> **Supplied passage**
-------------------------

Optimal design of periodic piezocomposites

Abstract

Application of piezoelectric materials, such as hydrophones and naval sonars, requires an improvement in their performance characteristics. This improvement can be obtained by designing new types of piezocomposite materials that possess a richer class of properties. The effective properties of a composite material depend on the topology of its unit cell (or microstructure) and the properties of its constituents. By changing the unit cell topology, better performance characteristics can be obtained in the piezocomposite. In this work, we have extended the optimal design method of piezocomposite microstructures proposed in the previous work [1] to three dimensional (3D) topologies, considering static applications such as hydrophones. This method uses topology optimization techniques and homogenization theory, and consists of finding the distribution of the material and void phases in a periodic unit cell that optimizes the performance characteristics of the piezocomposite. The optimization problem is subjected to constraints such as property symmetry and stiffness. An additional constraint was added in order to penalize the amount of intermediate densities generated in the final design. The optimized solution is obtained using Sequential Linear Programming (SLP). In order to calculate the effective properties of a unit cell with complex topology, a general homogenization method applied to piezoelectricity was implemented using the finite element method (FEM). This homogenization method has no limitations regarding volume fraction or shape of the composite constituents. The main assumption is the periodicity of the unit cell. Microstructures obtained show a large improvement in performance characteristics compared to pure piezoelectric material or simple designs of piezocomposite unit cells. Finally, a hydrophone made of one layer of the unit cells obtained by using microstructure design is suggested. An FEM analysis is done to evaluate the performance improvement of such transducer.

-------------------------

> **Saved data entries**
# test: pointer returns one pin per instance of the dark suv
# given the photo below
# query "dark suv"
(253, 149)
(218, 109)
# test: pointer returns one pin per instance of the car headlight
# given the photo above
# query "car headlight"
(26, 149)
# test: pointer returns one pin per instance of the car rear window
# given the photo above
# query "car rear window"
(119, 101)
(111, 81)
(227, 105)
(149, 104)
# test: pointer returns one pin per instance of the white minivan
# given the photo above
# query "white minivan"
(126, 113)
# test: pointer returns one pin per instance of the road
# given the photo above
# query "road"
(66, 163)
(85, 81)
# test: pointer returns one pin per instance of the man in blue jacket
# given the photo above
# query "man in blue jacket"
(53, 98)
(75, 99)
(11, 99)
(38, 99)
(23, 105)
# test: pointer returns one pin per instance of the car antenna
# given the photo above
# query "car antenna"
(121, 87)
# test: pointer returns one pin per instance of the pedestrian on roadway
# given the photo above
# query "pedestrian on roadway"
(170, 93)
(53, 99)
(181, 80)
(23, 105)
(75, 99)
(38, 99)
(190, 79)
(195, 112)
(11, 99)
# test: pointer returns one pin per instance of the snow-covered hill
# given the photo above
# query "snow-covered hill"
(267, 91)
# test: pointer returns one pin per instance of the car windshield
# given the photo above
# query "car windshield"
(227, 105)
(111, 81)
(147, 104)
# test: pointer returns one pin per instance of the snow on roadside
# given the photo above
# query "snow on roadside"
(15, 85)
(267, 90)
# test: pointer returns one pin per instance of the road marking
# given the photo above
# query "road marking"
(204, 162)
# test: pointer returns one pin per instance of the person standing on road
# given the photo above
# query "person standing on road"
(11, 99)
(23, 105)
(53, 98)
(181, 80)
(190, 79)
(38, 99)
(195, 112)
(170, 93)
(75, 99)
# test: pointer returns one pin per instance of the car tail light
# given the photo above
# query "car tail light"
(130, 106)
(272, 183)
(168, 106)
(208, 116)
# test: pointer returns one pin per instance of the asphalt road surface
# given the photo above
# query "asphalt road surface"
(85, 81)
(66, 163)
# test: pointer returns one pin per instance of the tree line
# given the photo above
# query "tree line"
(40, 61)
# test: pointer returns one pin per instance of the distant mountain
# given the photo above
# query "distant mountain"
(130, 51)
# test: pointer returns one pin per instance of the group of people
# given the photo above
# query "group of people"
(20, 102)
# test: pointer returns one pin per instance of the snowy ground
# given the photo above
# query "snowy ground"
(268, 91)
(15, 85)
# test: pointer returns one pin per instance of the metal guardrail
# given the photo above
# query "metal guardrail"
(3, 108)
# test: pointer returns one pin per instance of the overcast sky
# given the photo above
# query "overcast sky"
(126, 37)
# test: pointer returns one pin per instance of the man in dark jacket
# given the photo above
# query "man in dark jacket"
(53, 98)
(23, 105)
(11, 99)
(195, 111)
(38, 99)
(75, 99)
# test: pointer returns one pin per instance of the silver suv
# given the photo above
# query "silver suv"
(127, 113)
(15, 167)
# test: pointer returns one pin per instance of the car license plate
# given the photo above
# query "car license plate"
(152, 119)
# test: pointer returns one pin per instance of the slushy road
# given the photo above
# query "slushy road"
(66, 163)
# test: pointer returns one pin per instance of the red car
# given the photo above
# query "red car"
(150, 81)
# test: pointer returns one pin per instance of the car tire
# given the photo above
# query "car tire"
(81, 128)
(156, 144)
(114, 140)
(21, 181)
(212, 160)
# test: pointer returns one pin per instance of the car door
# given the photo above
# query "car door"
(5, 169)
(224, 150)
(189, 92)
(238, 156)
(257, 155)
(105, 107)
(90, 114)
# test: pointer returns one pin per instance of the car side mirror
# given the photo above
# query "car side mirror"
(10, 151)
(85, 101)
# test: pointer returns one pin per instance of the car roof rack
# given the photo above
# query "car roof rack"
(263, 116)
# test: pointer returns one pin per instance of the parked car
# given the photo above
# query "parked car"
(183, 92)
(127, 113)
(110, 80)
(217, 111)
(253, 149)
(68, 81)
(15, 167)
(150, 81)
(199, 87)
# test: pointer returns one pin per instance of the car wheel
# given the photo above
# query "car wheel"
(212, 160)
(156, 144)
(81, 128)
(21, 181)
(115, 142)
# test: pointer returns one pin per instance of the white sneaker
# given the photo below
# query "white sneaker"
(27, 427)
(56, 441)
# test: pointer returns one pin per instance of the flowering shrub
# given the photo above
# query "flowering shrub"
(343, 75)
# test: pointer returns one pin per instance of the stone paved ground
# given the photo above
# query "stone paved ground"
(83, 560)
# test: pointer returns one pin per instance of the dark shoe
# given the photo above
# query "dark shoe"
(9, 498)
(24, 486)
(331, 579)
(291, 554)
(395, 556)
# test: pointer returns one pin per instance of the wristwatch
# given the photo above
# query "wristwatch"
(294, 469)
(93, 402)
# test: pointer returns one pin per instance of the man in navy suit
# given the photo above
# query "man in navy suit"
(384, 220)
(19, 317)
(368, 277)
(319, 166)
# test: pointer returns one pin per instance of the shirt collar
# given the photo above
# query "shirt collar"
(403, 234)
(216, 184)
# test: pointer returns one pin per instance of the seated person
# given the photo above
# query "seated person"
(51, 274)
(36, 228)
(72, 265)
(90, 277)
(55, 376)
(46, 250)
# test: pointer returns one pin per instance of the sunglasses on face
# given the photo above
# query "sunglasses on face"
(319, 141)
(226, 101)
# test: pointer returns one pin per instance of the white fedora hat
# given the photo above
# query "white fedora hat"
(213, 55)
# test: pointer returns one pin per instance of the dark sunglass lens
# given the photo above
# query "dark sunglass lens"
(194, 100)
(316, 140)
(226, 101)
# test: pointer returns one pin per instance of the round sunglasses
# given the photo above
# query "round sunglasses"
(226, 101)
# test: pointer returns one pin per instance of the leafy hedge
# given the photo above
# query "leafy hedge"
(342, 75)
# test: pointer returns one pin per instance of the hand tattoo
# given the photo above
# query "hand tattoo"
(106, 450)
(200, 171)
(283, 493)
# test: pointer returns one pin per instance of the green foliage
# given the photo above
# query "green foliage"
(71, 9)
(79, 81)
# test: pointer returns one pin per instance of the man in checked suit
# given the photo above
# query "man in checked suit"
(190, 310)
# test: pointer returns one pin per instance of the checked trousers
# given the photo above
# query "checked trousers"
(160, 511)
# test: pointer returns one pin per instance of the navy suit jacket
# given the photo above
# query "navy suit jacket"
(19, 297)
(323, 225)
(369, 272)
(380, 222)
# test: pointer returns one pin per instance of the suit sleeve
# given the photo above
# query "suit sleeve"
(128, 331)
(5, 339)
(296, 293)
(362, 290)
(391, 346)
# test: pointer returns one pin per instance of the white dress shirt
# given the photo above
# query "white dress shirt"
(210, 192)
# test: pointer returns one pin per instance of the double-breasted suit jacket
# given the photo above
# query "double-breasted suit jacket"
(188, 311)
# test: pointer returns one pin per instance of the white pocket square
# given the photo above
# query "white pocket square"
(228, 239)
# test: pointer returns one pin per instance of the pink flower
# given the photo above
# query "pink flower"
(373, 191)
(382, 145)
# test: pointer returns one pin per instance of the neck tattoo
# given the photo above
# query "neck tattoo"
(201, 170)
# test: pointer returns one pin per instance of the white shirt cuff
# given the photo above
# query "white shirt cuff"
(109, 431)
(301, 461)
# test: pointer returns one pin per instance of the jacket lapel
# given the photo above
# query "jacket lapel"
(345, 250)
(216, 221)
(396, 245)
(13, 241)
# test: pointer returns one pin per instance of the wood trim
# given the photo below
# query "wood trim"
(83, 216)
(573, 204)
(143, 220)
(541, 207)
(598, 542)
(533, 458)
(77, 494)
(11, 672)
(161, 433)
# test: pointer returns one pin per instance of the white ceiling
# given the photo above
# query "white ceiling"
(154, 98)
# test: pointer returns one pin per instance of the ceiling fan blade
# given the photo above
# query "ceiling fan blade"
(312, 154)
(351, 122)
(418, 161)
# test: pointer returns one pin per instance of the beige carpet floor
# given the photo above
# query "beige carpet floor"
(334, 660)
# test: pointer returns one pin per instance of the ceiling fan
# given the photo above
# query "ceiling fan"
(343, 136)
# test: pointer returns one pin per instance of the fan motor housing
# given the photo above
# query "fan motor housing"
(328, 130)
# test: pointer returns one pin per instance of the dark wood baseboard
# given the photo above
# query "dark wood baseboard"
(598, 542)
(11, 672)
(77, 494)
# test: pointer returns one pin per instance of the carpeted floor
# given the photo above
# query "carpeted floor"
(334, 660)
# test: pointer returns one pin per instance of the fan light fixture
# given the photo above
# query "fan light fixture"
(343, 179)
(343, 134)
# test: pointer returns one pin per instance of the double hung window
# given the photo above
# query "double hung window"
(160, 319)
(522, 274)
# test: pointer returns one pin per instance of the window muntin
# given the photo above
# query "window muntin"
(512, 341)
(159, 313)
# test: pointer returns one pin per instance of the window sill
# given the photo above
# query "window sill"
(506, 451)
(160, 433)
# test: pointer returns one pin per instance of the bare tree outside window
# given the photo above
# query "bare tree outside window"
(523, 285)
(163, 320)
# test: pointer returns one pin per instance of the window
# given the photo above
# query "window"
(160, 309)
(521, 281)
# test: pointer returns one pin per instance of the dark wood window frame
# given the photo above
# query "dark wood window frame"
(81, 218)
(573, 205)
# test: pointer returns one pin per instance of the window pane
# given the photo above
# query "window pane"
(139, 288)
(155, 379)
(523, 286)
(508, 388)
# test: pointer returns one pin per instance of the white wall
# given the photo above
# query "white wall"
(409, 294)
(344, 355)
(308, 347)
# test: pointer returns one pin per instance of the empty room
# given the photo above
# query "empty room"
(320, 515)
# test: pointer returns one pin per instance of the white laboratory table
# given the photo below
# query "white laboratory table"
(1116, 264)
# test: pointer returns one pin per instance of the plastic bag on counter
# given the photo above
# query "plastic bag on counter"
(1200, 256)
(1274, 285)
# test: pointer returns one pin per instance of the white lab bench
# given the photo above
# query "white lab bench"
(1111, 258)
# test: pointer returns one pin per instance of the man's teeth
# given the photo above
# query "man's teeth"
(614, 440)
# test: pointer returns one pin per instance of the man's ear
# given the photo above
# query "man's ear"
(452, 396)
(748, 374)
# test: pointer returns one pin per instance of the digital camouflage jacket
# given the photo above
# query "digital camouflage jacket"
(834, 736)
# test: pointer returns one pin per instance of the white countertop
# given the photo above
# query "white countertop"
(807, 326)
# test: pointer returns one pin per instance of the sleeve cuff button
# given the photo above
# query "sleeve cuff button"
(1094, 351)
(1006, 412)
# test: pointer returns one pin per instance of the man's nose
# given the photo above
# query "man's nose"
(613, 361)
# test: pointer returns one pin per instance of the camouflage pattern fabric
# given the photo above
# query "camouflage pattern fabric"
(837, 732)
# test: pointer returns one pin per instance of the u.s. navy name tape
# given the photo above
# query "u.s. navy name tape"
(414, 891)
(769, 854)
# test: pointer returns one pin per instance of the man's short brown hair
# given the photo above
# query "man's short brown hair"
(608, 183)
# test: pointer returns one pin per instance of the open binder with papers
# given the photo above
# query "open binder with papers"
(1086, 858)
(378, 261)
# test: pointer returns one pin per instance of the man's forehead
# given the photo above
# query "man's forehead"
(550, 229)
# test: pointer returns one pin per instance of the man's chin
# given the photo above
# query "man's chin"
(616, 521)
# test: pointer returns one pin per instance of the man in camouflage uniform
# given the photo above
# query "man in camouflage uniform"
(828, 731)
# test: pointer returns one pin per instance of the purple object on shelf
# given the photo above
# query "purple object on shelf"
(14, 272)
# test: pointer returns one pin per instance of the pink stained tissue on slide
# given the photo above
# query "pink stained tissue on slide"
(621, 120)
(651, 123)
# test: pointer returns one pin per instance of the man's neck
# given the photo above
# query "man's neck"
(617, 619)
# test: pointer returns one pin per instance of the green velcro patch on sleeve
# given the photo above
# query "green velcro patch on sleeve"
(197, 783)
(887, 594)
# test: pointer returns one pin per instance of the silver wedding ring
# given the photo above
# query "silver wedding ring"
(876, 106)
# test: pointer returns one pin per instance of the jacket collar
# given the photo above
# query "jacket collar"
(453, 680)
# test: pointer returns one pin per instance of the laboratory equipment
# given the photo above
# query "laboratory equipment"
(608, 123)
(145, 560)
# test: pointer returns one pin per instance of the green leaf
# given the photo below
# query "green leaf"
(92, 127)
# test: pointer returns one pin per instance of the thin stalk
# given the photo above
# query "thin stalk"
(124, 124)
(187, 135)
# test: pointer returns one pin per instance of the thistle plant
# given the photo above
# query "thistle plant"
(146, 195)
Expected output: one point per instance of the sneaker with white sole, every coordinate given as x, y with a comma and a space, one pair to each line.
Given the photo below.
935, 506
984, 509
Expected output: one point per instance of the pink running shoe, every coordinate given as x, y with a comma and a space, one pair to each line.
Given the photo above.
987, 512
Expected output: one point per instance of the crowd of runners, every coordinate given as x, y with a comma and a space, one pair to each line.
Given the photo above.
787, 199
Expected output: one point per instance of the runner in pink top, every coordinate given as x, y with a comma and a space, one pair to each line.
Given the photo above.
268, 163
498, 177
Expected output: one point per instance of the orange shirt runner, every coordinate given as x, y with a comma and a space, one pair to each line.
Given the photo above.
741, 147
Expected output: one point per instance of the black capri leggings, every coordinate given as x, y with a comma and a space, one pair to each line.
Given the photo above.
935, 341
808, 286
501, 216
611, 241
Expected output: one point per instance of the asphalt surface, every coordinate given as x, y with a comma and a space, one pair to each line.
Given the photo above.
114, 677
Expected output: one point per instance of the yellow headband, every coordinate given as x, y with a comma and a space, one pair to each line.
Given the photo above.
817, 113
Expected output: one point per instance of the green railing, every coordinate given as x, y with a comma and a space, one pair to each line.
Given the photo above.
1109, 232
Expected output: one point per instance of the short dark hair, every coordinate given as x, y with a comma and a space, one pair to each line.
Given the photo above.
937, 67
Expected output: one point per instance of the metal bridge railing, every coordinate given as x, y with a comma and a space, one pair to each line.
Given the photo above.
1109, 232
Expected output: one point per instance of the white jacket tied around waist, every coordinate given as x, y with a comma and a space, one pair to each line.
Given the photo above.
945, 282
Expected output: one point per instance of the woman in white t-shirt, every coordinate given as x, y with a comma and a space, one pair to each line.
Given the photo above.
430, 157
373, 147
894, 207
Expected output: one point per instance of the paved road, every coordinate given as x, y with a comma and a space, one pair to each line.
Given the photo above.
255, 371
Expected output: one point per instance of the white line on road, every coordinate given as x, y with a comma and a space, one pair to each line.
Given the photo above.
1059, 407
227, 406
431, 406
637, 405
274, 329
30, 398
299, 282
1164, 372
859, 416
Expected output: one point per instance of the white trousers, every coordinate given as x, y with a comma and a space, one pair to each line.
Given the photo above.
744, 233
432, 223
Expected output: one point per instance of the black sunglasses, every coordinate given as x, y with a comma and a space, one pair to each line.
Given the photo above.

-------------------------

Determine whether each statement below agrees with the abstract on periodic piezocomposites, answering yes or no and quoting the deciding words of the abstract. (a) The design method is extended to three-dimensional topologies. (b) The homogenization method is restricted to certain volume fractions of the constituents. (c) The optimized solution is obtained by Sequential Linear Programming.

> **Output of the task**
(a) Yes: "we have extended the optimal design method of piezocomposite microstructures proposed in the previous work [1] to three dimensional (3D) topologies"
(b) No: "This homogenization method has no limitations regarding volume fraction or shape of the composite constituents."
(c) Yes: "The optimized solution is obtained using Sequential Linear Programming (SLP)."